STUDY TEXT —
* * * * *

The average search length was 5.5 words, which is roughly 60% longer than a typical Google query. In fact, more than three-quarters of all searches contained five or more words. This means ChatGPT searches in the way experienced users might – using longer, more specific phrases to find precisely what they need.

The frequency of searches also varied by topic. ChatGPT was far more likely to search for local information (such as “best dentist near me”) than for topics like credit cards or fashion, where data tends to be static or straightforward.

What ChatGPT looks for

When ChatGPT does search, it gravitates towards content that feels useful, trustworthy, and relevant. Nectiv found that the most common search terms included:

  • “Reviews” – often tied to buying decisions or product comparisons.
  • “Features” – especially in software, travel, or product-related prompts.
  • “Comparison” – indicating that ChatGPT wants balanced or side-by-side information.
  • “2025” – showing a clear preference for current or updated content.

This pattern tells us something important: ChatGPT favours fresh, decision-focused content that helps it validate facts or provide recommendations. Review articles, comparison pages, and feature breakdowns are the types of pages most likely to appear in the material it uses to answer users’ questions.

A new kind of search engine

What makes this so interesting is that ChatGPT now behaves like a “meta search engine.” Instead of relying purely on stored knowledge, it combines live searches, reasoning, and conversation into a single process.

Ask a question like “What are the best project management tools for remote teams in 2025?” and ChatGPT might run several searches – one for the general topic, one for brand comparisons, and another for recent reviews. It then digests that data, compares multiple sources, and delivers a single, summarised answer.

* * * * *

EXCERPTED RECORDS —
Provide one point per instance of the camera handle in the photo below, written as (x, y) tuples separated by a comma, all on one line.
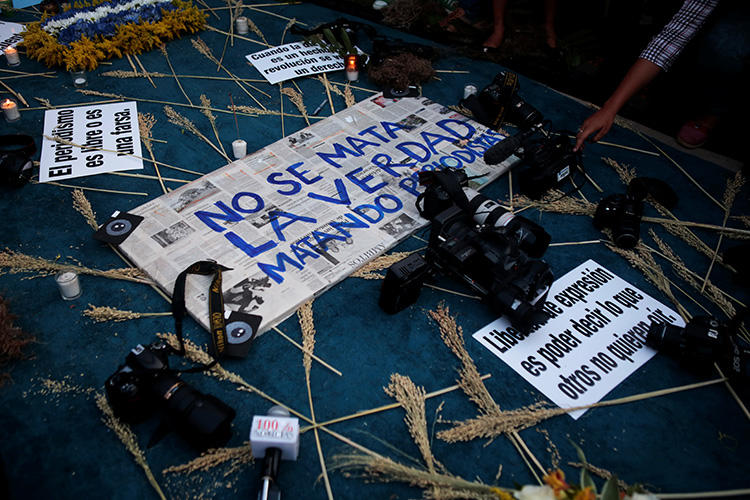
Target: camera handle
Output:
[(215, 305)]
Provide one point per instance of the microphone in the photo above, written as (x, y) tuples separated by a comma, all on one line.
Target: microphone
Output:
[(503, 149), (275, 437)]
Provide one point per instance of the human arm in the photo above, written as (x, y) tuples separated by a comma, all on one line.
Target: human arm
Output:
[(637, 77), (659, 55)]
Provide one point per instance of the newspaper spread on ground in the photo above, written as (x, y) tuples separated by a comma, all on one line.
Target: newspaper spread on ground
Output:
[(301, 214)]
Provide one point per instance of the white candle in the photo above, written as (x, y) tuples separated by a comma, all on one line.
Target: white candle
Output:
[(79, 78), (11, 54), (239, 147), (241, 25), (70, 287), (10, 110)]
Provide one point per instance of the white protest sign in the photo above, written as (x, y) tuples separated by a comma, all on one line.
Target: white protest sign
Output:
[(594, 340), (302, 213), (10, 34), (112, 127), (289, 61)]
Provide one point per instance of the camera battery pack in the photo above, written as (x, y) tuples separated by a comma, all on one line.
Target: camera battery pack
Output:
[(402, 283)]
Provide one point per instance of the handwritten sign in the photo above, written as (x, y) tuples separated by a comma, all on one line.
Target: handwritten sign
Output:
[(596, 337), (285, 62), (10, 34), (106, 139)]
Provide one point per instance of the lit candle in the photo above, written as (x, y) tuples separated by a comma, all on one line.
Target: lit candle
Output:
[(242, 25), (10, 110), (239, 147), (11, 54), (352, 67), (70, 287), (79, 78)]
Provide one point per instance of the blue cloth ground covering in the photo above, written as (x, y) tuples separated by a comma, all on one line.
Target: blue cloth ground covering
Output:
[(55, 445)]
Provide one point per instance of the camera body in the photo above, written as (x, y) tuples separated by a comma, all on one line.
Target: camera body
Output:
[(622, 214), (702, 342), (145, 384), (477, 241), (500, 100)]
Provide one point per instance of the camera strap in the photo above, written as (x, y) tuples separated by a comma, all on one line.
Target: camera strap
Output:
[(215, 304), (509, 88)]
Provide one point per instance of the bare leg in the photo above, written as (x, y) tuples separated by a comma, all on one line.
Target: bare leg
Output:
[(550, 9), (498, 11)]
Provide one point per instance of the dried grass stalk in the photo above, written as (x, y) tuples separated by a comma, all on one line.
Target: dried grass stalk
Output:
[(383, 262), (296, 99), (125, 434), (304, 313), (253, 111), (469, 379), (201, 47), (599, 471), (83, 207), (625, 173), (555, 201), (412, 399), (183, 122), (194, 353), (146, 123), (733, 187), (101, 314), (238, 456), (206, 110), (711, 291), (17, 262), (642, 260), (44, 102), (384, 469)]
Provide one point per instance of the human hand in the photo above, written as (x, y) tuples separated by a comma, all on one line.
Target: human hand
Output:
[(600, 122)]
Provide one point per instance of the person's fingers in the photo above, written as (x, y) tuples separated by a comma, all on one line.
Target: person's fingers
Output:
[(602, 132), (581, 136)]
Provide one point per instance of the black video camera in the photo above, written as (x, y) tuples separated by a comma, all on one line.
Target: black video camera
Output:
[(546, 160), (474, 239), (702, 342), (622, 213), (499, 101), (145, 384)]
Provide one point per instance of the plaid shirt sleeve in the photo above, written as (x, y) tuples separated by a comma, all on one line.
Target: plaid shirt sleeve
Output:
[(667, 45)]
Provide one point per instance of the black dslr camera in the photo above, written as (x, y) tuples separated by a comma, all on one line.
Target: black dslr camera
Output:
[(702, 342), (622, 212), (476, 240), (546, 160), (145, 384)]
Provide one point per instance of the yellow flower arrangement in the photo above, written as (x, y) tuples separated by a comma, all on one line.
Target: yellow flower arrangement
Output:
[(86, 52)]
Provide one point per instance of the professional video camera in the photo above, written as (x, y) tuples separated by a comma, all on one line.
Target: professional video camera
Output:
[(145, 384), (546, 159), (622, 213), (702, 342), (499, 101), (476, 240)]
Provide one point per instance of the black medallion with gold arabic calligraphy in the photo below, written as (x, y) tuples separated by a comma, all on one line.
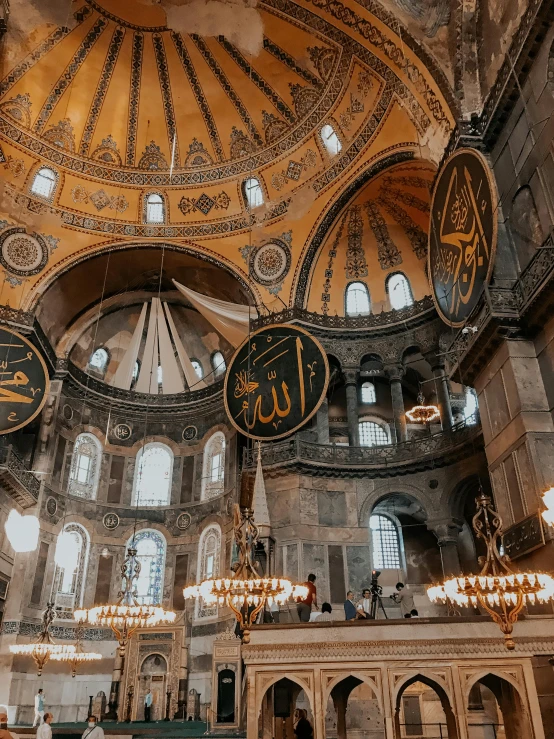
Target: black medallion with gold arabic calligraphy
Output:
[(462, 234), (24, 383), (276, 381)]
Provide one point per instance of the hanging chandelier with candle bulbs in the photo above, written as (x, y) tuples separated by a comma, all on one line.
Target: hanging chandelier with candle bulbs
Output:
[(422, 413), (245, 592), (126, 615), (44, 647), (500, 591)]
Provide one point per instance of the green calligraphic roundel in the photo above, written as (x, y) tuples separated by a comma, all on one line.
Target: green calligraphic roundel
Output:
[(24, 383), (275, 382), (462, 235)]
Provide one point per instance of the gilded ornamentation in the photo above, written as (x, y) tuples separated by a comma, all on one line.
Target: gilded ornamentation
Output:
[(356, 265), (387, 251), (294, 170), (204, 203)]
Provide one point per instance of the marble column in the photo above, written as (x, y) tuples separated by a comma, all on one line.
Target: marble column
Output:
[(351, 381), (443, 389), (395, 373)]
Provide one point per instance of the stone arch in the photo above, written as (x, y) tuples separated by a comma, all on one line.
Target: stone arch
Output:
[(436, 683)]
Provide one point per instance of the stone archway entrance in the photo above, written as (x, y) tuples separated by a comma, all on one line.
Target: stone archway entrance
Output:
[(153, 676)]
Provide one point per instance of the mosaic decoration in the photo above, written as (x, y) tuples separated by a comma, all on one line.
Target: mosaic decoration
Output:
[(21, 253), (69, 74), (61, 135), (387, 251), (294, 170), (204, 203), (107, 151), (356, 265), (111, 521), (100, 199), (326, 294), (416, 235), (100, 93), (19, 108)]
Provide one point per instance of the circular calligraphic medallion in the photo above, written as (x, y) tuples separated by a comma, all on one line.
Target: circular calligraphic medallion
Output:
[(110, 521), (276, 381), (24, 382), (462, 235)]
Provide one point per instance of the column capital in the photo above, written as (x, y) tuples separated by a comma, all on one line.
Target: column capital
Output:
[(394, 371), (351, 375)]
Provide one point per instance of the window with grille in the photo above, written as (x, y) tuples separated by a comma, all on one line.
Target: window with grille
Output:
[(372, 434), (368, 392), (253, 193), (155, 211), (399, 290), (44, 183), (330, 139), (384, 542), (357, 301)]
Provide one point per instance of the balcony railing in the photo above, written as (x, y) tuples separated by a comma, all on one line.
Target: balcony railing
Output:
[(298, 451), (17, 479)]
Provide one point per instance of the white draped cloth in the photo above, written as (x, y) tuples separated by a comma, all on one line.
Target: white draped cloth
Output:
[(232, 320)]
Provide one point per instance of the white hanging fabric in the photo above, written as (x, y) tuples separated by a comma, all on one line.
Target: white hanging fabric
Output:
[(193, 381), (230, 319), (123, 376), (259, 504)]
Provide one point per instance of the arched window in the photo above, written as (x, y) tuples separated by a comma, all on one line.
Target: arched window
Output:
[(85, 467), (218, 363), (155, 210), (213, 466), (253, 193), (330, 140), (150, 546), (357, 299), (368, 392), (197, 367), (209, 558), (44, 183), (153, 472), (99, 360), (385, 543), (68, 585), (372, 434), (399, 290), (471, 407)]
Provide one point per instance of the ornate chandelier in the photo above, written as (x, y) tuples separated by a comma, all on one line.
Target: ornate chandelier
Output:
[(127, 615), (422, 413), (246, 592), (44, 647), (79, 656), (500, 591)]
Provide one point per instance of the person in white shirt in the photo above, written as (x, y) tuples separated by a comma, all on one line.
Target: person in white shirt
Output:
[(39, 708), (148, 699), (44, 731), (93, 731)]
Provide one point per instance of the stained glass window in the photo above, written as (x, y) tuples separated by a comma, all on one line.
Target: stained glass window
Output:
[(85, 467), (150, 546), (385, 543), (213, 472), (153, 475)]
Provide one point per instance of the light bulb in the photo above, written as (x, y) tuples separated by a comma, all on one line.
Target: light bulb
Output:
[(22, 531)]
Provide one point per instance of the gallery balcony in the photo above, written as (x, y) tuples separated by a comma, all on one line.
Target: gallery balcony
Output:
[(16, 478), (331, 460)]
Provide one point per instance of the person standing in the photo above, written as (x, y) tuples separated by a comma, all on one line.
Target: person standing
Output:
[(93, 731), (39, 708), (44, 731), (304, 605), (350, 612), (4, 733), (148, 698)]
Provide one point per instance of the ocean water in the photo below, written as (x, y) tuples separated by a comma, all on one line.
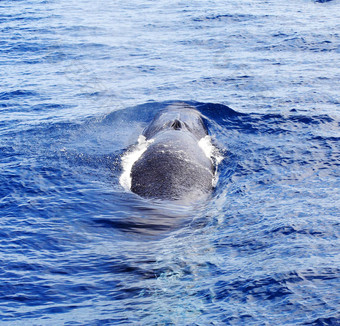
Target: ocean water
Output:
[(80, 80)]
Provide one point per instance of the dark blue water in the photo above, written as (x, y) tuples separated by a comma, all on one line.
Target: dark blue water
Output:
[(79, 82)]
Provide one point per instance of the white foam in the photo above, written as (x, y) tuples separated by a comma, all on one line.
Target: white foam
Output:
[(130, 157)]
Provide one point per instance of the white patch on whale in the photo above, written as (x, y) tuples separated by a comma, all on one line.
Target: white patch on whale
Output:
[(129, 159), (212, 153)]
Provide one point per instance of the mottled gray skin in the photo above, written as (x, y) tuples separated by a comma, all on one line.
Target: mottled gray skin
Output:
[(174, 167)]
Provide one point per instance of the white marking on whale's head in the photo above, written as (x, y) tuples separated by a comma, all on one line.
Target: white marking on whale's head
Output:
[(129, 159), (213, 153)]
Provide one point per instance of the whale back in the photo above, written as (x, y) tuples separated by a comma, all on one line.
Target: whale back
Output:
[(174, 166)]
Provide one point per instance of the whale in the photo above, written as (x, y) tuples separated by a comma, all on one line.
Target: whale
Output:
[(174, 166)]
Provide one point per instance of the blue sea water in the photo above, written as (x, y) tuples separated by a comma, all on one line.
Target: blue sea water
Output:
[(79, 82)]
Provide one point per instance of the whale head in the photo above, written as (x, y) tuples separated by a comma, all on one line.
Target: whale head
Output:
[(179, 117)]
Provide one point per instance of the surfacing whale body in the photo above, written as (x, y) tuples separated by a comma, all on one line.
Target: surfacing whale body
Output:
[(174, 166)]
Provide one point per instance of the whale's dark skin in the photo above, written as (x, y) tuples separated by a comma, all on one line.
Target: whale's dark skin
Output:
[(174, 167)]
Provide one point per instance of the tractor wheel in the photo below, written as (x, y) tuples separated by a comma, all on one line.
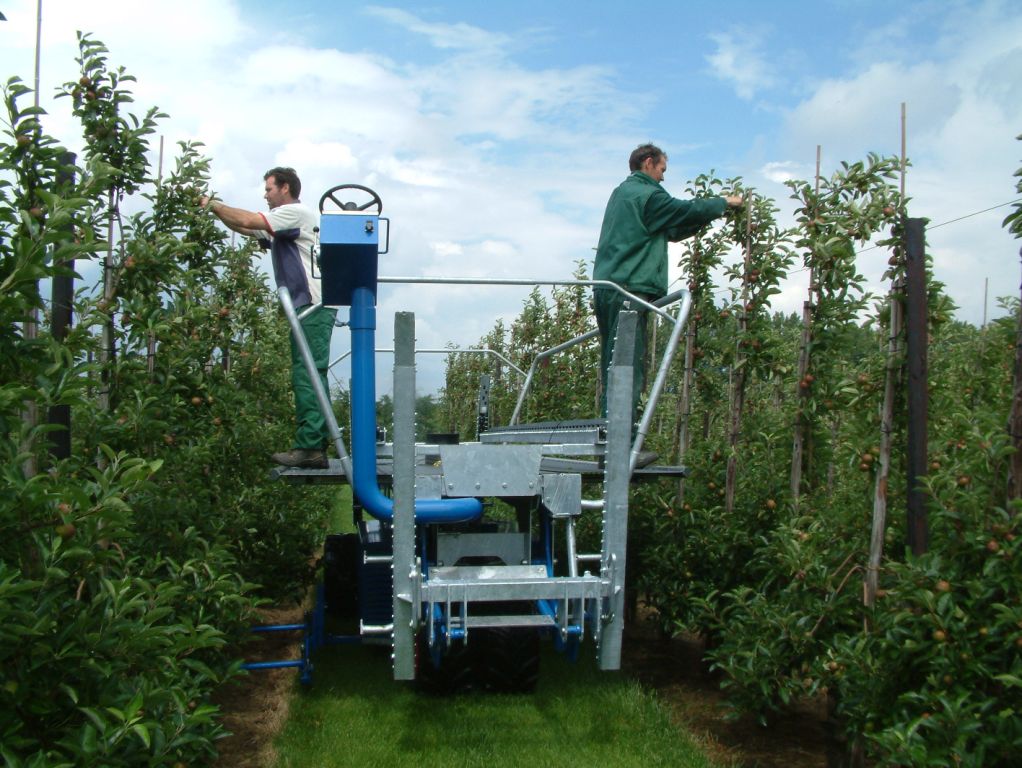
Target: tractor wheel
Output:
[(507, 659), (453, 675), (340, 580)]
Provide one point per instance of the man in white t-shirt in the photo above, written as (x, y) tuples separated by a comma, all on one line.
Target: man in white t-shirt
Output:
[(289, 226)]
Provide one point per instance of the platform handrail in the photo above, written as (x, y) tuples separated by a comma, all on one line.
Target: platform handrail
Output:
[(652, 307), (662, 302)]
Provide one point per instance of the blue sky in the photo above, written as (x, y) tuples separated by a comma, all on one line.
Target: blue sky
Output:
[(495, 131)]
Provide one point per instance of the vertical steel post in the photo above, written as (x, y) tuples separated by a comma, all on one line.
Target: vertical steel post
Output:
[(615, 488), (916, 334), (404, 495)]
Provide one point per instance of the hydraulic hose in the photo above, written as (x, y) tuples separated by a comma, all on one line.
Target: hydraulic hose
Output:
[(363, 326)]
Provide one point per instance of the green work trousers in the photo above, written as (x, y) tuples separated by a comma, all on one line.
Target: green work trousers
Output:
[(312, 431), (607, 304)]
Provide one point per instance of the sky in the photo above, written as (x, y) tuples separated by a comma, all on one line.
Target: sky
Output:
[(494, 132)]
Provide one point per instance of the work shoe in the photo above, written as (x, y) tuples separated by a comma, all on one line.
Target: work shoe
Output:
[(306, 458), (645, 458)]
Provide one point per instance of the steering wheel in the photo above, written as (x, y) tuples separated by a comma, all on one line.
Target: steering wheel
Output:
[(352, 206)]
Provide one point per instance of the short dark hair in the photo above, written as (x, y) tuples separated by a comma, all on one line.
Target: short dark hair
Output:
[(643, 152), (285, 176)]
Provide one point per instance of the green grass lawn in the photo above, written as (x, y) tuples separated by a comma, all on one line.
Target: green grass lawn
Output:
[(356, 715)]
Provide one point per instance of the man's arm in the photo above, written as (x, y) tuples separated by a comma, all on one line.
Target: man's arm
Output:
[(682, 219), (244, 222)]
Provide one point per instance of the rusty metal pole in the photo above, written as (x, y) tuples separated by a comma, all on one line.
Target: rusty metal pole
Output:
[(917, 343)]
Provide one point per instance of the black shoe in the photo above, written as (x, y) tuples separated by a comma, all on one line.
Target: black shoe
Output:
[(306, 458), (645, 458)]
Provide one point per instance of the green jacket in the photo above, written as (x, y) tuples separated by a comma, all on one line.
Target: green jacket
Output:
[(641, 218)]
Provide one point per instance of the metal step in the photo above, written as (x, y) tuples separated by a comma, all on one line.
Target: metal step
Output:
[(538, 621), (573, 432), (501, 583)]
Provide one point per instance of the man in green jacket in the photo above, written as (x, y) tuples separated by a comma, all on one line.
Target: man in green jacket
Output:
[(640, 220)]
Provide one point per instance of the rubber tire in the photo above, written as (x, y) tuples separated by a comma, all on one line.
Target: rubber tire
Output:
[(507, 659), (340, 577), (454, 675)]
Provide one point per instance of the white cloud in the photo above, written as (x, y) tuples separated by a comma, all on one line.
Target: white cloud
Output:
[(445, 36), (739, 60)]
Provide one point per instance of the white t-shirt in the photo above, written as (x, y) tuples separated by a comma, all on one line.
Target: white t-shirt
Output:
[(291, 243)]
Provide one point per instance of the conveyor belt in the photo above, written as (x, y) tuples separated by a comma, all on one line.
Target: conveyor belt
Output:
[(591, 470), (591, 432)]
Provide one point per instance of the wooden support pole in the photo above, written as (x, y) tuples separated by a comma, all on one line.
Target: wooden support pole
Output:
[(61, 298), (916, 347)]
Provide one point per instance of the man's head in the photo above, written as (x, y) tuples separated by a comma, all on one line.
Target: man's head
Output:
[(649, 159), (282, 186)]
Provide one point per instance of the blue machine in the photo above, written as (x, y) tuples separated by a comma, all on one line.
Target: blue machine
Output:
[(462, 597)]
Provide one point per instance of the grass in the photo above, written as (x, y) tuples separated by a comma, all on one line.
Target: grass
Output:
[(355, 714)]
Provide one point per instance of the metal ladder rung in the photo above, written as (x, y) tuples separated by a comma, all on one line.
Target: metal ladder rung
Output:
[(530, 620)]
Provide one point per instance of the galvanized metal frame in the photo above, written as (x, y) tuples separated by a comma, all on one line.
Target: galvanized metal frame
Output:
[(615, 506), (405, 611)]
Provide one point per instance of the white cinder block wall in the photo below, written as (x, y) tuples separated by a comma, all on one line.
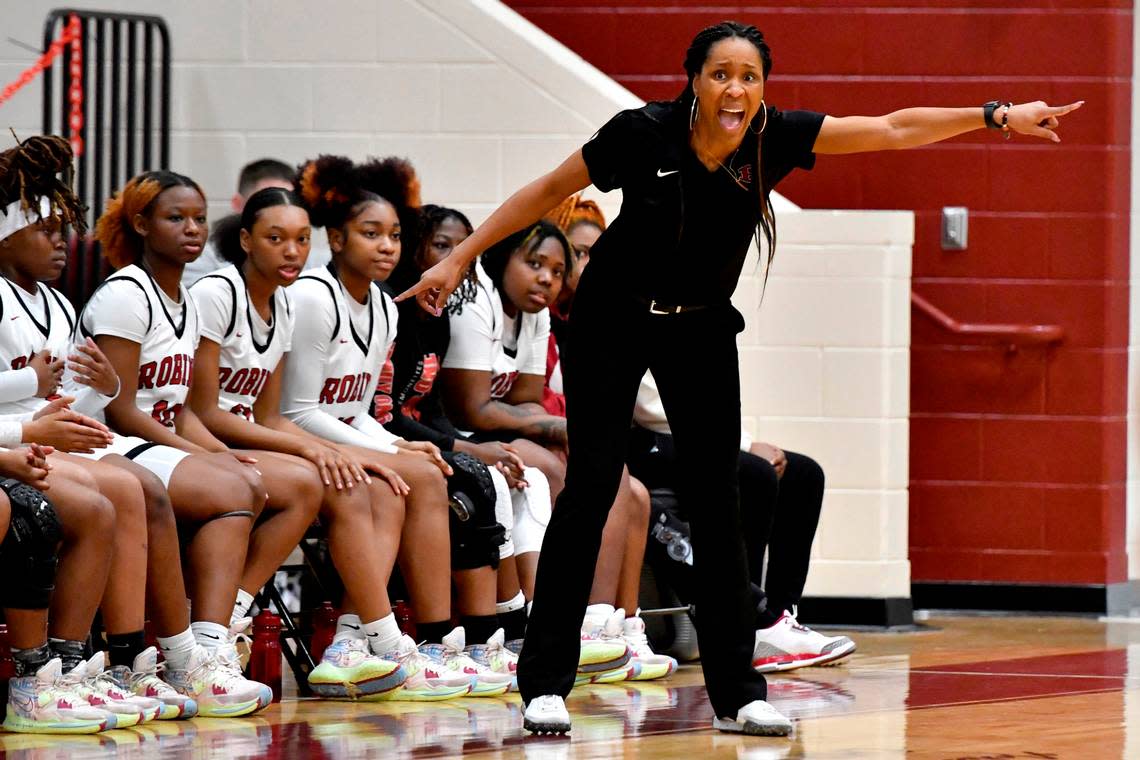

* * * * *

TASK SET —
1. Transcribe the passage on ChatGPT's search habits from "The frequency of" up to and including "or product comparisons.".
2. Answer these questions from the text on ChatGPT's search habits:
(a) What was the average length of a search?
(b) Which common search term showed a preference for current or updated content?
(c) What kind of search engine does ChatGPT now behave like?
The rows have nothing to do with the text on ChatGPT's search habits.

ANSWERS TO THE EXERCISE —
1.
The frequency of searches also varied by topic. ChatGPT was far more likely to search for local information (such as “best dentist near me”) than for topics like credit cards or fashion, where data tends to be static or straightforward.

What ChatGPT looks for

When ChatGPT does search, it gravitates towards content that feels useful, trustworthy, and relevant. Nectiv found that the most common search terms included:

  • “Reviews” – often tied to buying decisions or product comparisons.

2.
(a) 5.5 words
(b) "2025"
(c) A "meta search engine"